— What needs to be done —
Extract every line from the listing below that contains the string "backdrop". Case counts.

:: Exercise input ::

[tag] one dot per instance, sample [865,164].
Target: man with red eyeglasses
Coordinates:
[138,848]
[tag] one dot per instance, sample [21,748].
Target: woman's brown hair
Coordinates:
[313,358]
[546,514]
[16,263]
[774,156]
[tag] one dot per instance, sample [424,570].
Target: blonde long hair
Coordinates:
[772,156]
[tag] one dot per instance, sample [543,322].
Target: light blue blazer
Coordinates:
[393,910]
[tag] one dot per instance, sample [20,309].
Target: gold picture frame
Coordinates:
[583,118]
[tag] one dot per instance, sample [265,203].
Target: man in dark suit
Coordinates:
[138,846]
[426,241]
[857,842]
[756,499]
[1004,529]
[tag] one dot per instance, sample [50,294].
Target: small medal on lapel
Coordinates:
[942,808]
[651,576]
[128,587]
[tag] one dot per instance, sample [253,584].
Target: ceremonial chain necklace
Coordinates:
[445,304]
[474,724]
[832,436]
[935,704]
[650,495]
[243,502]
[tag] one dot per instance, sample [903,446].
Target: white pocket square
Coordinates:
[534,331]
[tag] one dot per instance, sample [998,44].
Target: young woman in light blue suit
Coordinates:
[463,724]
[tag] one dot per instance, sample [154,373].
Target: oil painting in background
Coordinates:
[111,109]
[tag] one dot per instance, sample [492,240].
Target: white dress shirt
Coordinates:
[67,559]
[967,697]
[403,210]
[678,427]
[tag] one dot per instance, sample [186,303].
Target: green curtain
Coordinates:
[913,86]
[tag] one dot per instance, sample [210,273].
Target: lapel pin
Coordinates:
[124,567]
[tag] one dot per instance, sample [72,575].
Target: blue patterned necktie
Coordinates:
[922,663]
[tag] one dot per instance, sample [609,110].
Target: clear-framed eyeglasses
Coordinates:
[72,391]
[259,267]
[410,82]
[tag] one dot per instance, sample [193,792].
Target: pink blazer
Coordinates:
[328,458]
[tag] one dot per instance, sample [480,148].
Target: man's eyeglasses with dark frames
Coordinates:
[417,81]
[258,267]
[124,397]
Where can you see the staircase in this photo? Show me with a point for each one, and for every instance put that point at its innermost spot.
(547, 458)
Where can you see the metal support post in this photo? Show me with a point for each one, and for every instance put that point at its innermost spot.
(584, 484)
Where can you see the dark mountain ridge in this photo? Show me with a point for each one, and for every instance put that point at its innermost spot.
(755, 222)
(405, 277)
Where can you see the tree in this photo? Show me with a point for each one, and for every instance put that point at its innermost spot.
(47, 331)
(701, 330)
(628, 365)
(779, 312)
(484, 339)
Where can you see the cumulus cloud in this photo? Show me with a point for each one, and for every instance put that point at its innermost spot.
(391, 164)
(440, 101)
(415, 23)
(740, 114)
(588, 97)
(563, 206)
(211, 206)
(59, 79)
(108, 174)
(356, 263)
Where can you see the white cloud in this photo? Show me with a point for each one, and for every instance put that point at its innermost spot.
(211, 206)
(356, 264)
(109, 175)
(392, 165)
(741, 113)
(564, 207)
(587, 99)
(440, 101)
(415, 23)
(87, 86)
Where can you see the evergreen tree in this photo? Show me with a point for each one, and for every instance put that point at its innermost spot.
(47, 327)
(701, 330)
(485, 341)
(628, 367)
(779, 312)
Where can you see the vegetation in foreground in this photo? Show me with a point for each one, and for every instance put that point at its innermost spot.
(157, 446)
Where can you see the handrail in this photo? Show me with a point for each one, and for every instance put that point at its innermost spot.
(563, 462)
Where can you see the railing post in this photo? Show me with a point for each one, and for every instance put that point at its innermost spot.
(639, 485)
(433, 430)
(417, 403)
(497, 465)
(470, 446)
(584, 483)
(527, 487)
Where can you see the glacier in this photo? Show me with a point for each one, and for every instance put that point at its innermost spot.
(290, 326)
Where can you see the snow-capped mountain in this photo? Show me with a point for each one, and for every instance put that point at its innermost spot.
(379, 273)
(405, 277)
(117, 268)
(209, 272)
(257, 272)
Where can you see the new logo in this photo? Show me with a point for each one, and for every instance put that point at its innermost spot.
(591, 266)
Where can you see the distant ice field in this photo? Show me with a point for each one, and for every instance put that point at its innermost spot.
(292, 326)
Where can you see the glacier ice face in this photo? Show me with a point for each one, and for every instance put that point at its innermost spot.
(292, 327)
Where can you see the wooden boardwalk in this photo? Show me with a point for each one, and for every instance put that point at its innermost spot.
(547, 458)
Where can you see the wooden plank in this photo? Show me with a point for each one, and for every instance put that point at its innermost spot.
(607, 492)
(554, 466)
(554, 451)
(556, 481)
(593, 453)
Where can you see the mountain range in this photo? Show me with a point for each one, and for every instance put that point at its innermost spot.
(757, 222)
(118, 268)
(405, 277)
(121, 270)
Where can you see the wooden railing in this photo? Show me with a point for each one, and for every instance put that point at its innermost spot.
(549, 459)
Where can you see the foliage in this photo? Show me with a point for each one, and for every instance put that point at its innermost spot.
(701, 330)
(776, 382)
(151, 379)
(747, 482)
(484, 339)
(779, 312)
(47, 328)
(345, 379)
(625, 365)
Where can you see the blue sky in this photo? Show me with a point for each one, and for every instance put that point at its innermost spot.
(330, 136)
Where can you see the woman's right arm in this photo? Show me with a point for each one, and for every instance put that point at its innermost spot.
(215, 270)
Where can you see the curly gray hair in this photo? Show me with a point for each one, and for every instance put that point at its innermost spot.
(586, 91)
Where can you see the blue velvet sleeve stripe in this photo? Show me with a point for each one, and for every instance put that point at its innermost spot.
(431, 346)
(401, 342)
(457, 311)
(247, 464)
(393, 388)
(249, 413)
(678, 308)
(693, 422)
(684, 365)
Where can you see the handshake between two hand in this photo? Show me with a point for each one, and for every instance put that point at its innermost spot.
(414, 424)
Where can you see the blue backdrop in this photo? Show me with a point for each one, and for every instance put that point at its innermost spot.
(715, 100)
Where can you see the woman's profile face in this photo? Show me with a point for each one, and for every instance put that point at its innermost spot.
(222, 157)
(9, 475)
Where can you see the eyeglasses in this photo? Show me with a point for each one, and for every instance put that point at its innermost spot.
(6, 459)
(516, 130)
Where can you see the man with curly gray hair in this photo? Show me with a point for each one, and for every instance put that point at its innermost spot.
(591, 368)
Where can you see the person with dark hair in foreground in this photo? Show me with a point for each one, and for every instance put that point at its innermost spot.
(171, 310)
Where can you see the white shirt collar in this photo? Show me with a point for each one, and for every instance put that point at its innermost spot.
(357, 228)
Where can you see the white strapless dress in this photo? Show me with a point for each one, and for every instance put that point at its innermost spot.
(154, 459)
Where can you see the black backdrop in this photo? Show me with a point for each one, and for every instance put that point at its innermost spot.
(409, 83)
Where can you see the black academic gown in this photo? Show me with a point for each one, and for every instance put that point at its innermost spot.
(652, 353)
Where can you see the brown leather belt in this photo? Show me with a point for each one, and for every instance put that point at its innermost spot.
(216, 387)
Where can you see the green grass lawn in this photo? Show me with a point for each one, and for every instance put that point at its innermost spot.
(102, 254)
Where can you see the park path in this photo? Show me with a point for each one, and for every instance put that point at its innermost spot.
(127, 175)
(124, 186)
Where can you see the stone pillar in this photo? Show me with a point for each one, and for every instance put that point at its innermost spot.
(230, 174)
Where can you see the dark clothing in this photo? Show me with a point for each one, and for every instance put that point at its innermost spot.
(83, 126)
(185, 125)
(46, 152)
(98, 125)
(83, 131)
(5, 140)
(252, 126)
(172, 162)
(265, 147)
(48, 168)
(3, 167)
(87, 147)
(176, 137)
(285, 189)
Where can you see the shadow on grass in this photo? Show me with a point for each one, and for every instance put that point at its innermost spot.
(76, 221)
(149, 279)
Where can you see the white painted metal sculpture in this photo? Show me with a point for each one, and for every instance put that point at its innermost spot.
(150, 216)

:::
:: Exercise input ::

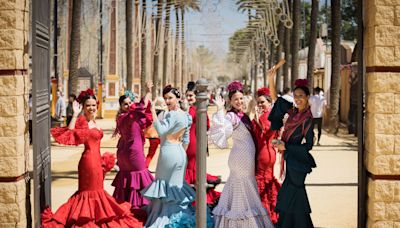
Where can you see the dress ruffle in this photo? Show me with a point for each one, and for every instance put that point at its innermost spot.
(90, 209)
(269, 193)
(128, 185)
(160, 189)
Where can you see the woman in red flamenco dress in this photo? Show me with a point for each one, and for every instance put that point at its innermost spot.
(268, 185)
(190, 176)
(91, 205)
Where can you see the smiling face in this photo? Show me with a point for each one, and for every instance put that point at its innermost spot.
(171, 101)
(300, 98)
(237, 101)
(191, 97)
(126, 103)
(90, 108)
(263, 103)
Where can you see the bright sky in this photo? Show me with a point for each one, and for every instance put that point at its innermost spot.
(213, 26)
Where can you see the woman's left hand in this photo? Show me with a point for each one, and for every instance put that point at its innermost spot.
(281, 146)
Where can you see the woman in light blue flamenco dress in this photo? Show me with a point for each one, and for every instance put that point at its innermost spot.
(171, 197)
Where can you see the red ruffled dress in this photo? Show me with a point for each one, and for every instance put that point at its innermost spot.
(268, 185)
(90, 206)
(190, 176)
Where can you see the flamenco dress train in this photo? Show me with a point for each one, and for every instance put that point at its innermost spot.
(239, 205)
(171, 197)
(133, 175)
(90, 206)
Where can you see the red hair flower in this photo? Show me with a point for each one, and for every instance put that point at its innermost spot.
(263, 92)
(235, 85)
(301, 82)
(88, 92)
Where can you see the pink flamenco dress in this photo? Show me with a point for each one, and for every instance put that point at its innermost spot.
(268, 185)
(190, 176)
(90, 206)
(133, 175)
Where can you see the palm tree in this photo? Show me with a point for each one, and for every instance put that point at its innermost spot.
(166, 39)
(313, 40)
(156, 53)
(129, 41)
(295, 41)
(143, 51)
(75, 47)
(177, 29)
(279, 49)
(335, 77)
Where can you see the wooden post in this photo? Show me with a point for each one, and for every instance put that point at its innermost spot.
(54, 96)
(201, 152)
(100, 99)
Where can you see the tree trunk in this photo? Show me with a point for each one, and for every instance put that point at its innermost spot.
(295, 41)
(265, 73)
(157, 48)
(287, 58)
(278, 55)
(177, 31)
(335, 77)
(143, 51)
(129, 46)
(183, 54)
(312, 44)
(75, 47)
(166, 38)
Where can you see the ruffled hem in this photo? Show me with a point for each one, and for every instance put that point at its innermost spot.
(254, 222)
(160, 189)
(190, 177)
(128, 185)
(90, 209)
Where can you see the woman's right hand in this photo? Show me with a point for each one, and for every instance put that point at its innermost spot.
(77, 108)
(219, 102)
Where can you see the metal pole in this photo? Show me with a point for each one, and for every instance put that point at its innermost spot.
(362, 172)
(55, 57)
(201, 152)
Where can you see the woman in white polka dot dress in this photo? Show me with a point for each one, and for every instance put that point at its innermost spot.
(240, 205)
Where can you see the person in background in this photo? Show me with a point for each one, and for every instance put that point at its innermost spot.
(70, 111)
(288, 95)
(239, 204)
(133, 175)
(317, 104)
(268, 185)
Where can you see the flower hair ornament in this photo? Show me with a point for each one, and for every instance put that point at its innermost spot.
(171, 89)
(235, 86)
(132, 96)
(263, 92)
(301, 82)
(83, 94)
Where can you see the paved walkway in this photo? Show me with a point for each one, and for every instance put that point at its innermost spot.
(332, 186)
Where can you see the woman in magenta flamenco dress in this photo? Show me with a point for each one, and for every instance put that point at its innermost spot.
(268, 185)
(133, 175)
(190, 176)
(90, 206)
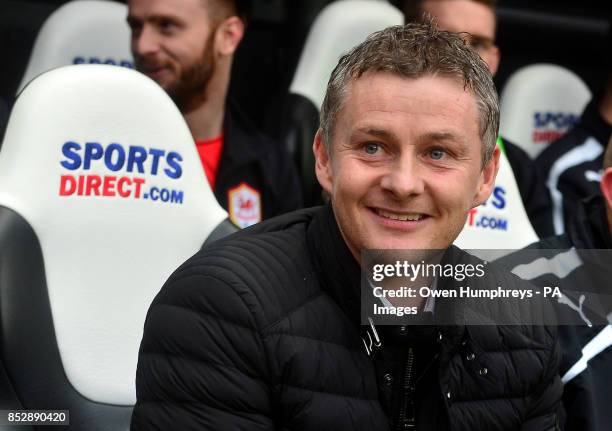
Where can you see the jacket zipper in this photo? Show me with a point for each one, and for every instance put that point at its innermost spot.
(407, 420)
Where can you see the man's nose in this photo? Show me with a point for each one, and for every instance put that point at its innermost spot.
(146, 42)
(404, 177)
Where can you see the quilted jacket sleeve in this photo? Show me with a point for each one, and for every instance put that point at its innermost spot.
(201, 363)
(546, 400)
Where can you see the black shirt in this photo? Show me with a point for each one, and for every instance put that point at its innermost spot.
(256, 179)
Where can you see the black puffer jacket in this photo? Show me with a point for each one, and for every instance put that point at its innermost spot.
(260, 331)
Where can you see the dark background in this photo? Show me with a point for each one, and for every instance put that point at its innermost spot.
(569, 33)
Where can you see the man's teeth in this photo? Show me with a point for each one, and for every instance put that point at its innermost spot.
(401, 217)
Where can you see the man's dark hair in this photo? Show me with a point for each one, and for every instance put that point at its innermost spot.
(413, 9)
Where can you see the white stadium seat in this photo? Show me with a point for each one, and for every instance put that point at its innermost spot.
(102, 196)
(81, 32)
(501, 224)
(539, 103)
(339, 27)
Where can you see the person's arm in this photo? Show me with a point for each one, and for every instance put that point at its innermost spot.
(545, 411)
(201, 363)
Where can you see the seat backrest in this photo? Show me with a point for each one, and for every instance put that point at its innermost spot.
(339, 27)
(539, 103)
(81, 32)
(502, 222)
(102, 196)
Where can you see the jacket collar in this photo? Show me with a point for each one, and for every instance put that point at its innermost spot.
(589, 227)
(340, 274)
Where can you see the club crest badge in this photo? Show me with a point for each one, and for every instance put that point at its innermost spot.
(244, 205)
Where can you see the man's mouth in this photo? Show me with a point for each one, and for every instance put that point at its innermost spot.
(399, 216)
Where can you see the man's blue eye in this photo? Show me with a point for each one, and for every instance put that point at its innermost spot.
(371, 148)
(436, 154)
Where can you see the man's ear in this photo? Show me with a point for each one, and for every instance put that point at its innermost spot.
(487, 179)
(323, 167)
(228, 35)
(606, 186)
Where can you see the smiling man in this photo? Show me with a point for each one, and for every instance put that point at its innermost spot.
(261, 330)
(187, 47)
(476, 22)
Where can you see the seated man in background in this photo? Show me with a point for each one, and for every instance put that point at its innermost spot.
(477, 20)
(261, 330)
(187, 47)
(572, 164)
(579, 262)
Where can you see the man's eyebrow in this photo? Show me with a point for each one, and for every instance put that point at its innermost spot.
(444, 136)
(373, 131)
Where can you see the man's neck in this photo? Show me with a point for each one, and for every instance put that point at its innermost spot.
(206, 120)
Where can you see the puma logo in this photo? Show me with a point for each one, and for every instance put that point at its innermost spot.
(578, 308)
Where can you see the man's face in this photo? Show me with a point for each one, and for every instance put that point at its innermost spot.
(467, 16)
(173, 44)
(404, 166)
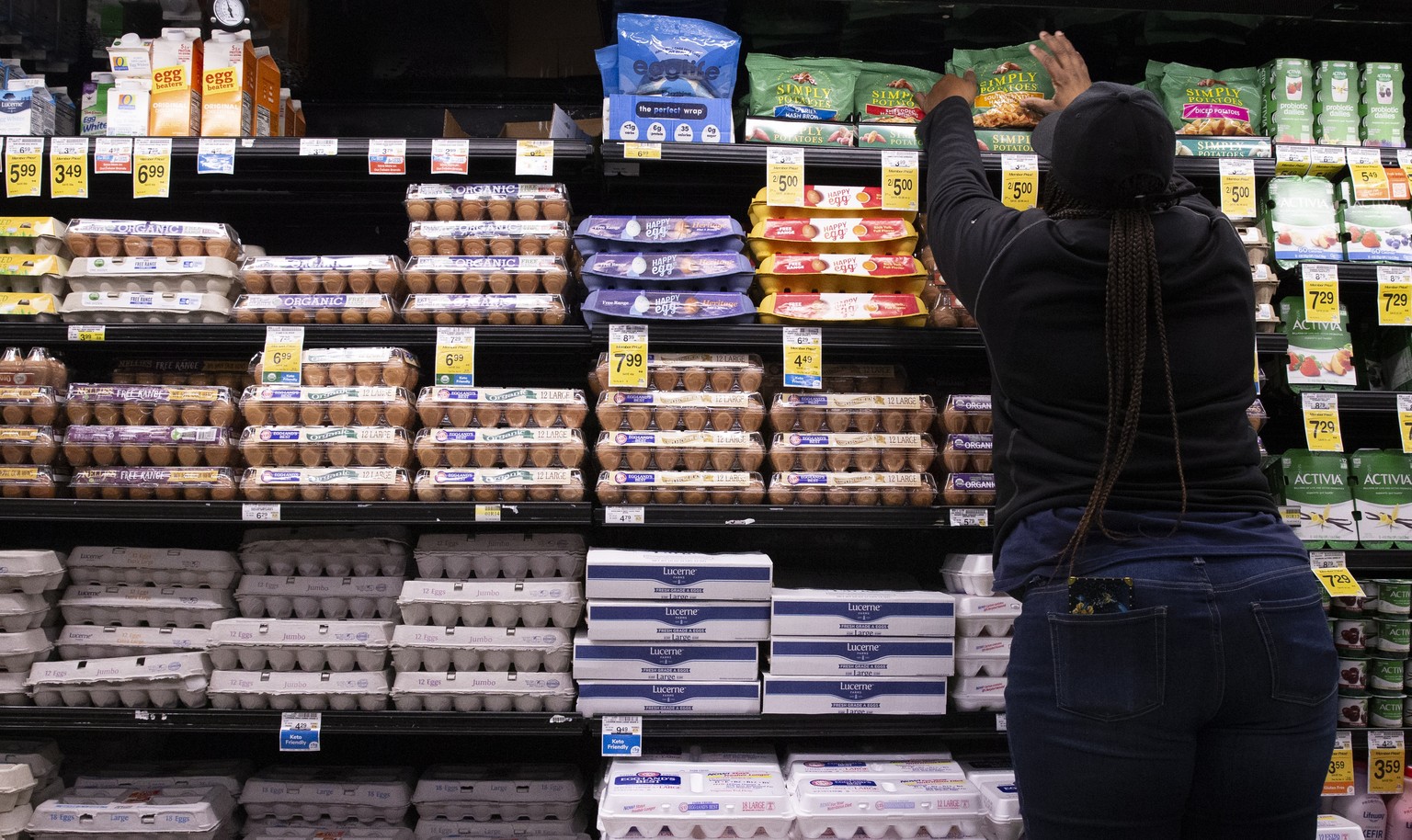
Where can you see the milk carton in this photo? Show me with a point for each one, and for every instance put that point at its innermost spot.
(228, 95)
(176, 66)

:::

— Task answer —
Where can you see the blue backdrop in this photo? Show me with a point for each one, and for every instance put that point at its innermost spot.
Where can you see the black backdrop in this photo? Show me with a point for each one, and for every instance put that point at its innermost spot.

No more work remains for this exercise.